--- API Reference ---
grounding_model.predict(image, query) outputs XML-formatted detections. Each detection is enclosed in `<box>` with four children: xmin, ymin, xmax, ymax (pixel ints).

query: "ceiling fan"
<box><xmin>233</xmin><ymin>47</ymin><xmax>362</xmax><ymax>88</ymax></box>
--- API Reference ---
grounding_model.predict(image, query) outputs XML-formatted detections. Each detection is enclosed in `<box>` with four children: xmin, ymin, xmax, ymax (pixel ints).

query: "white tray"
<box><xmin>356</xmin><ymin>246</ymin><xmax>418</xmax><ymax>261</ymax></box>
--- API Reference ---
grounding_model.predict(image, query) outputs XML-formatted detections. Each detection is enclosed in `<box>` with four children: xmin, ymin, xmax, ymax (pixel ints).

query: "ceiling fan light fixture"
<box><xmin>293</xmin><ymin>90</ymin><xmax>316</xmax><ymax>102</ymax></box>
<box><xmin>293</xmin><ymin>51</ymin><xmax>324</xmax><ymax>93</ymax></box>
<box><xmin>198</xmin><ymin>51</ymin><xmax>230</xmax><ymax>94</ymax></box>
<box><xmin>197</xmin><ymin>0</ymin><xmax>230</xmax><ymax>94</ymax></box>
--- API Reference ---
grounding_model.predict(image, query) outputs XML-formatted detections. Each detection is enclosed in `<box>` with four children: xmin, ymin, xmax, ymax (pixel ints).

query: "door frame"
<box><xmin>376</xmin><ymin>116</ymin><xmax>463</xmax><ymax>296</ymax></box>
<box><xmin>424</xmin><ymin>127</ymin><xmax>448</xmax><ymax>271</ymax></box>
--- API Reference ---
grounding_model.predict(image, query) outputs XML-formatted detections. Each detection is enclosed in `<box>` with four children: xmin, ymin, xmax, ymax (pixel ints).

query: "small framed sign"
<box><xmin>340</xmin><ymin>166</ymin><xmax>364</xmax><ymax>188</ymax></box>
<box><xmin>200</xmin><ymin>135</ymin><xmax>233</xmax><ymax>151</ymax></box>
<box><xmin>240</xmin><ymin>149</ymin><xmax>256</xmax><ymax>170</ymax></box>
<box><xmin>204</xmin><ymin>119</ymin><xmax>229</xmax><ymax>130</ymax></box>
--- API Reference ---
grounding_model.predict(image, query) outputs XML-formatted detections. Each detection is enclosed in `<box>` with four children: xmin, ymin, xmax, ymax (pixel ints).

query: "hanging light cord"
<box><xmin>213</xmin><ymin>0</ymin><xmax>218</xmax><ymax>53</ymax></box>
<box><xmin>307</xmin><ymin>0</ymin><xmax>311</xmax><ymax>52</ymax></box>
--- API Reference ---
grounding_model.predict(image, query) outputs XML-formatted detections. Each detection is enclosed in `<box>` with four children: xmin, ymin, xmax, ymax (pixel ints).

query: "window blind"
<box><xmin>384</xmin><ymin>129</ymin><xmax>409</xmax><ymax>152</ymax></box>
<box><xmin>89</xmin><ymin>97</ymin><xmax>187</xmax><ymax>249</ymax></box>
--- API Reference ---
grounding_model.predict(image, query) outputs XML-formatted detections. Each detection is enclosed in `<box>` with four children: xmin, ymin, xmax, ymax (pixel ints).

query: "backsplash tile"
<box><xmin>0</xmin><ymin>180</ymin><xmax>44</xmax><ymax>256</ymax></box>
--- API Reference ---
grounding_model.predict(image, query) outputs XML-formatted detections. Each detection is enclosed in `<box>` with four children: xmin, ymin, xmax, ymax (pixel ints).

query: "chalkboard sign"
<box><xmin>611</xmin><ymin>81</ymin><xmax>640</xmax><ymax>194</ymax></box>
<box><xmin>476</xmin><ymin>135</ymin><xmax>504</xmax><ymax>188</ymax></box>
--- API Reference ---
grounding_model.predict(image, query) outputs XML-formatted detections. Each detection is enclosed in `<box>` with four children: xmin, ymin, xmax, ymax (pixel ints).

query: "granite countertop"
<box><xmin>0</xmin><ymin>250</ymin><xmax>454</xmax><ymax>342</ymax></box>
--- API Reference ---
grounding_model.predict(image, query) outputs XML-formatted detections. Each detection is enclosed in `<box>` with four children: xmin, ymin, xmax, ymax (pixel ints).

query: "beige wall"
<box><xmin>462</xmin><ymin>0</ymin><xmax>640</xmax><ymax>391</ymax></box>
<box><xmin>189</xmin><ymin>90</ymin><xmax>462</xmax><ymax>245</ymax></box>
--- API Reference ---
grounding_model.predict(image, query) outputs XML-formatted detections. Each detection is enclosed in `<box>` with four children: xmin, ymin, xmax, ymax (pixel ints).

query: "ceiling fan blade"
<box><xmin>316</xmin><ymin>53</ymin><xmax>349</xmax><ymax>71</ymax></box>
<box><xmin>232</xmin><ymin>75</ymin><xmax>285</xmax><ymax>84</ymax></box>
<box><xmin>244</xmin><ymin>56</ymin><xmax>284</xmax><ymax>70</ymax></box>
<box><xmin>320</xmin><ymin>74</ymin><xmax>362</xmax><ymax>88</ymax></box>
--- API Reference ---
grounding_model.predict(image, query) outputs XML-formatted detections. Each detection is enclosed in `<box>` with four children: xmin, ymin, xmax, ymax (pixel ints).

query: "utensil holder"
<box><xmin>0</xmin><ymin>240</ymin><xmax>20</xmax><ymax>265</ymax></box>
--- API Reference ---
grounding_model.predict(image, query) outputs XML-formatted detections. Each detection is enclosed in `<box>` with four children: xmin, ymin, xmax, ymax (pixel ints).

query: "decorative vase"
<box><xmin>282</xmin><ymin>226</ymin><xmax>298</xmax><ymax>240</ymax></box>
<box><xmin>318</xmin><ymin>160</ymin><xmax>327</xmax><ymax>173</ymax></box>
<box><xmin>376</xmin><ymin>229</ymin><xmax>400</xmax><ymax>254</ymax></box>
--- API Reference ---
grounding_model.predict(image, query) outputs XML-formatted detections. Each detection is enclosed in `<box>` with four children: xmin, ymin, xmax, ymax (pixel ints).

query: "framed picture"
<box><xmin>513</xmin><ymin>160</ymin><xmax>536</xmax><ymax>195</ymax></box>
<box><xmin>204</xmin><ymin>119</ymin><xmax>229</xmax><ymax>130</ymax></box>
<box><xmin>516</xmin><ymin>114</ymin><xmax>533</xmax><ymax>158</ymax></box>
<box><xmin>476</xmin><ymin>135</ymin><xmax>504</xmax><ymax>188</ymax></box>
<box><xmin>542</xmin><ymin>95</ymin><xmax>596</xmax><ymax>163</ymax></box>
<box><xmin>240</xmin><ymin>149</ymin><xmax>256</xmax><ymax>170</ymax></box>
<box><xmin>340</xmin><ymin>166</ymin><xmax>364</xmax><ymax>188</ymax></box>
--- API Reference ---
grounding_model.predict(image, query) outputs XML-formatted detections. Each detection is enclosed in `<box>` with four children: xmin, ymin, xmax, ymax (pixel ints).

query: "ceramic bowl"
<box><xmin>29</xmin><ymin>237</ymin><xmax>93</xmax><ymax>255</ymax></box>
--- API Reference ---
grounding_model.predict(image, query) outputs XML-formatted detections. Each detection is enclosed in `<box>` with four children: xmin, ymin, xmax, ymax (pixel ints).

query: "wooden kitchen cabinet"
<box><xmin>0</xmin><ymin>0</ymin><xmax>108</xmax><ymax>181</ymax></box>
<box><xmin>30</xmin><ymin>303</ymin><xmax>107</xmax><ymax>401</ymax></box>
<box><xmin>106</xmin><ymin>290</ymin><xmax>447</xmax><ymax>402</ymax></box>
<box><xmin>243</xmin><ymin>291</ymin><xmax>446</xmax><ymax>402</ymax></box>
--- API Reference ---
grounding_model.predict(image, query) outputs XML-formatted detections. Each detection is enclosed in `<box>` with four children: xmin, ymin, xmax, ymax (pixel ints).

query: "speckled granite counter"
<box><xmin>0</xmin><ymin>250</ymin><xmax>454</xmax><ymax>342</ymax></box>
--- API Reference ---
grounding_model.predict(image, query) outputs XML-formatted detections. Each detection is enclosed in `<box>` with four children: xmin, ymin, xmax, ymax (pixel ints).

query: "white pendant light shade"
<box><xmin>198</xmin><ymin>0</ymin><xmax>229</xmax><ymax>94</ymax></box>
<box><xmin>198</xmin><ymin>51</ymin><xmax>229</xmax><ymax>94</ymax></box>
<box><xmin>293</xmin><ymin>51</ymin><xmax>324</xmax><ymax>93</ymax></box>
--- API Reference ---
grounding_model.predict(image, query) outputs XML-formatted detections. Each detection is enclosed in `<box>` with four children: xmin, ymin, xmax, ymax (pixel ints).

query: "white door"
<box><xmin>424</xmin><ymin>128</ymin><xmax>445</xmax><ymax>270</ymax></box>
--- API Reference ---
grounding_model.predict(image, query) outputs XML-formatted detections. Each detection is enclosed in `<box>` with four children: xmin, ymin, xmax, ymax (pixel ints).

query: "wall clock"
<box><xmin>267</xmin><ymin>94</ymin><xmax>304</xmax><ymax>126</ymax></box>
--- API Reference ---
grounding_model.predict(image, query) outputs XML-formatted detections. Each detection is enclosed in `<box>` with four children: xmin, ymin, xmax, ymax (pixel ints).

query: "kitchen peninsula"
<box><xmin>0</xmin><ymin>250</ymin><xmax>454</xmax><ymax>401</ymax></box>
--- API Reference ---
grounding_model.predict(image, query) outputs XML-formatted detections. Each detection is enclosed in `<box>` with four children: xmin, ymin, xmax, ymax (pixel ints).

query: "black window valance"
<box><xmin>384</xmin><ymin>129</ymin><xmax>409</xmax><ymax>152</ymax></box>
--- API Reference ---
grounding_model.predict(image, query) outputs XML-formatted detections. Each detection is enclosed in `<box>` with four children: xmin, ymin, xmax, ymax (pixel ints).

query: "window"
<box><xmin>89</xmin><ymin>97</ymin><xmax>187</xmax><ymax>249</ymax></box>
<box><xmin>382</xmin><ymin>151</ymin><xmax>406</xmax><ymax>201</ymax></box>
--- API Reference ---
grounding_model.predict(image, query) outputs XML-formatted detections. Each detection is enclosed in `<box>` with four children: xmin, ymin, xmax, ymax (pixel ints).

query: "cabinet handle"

#####

* Given exercise *
Pull out every line in the rows above that contains the string "white". Case counts.

* Answer to the exercise *
query: "white tray"
query: "white pendant light shade"
query: "white door"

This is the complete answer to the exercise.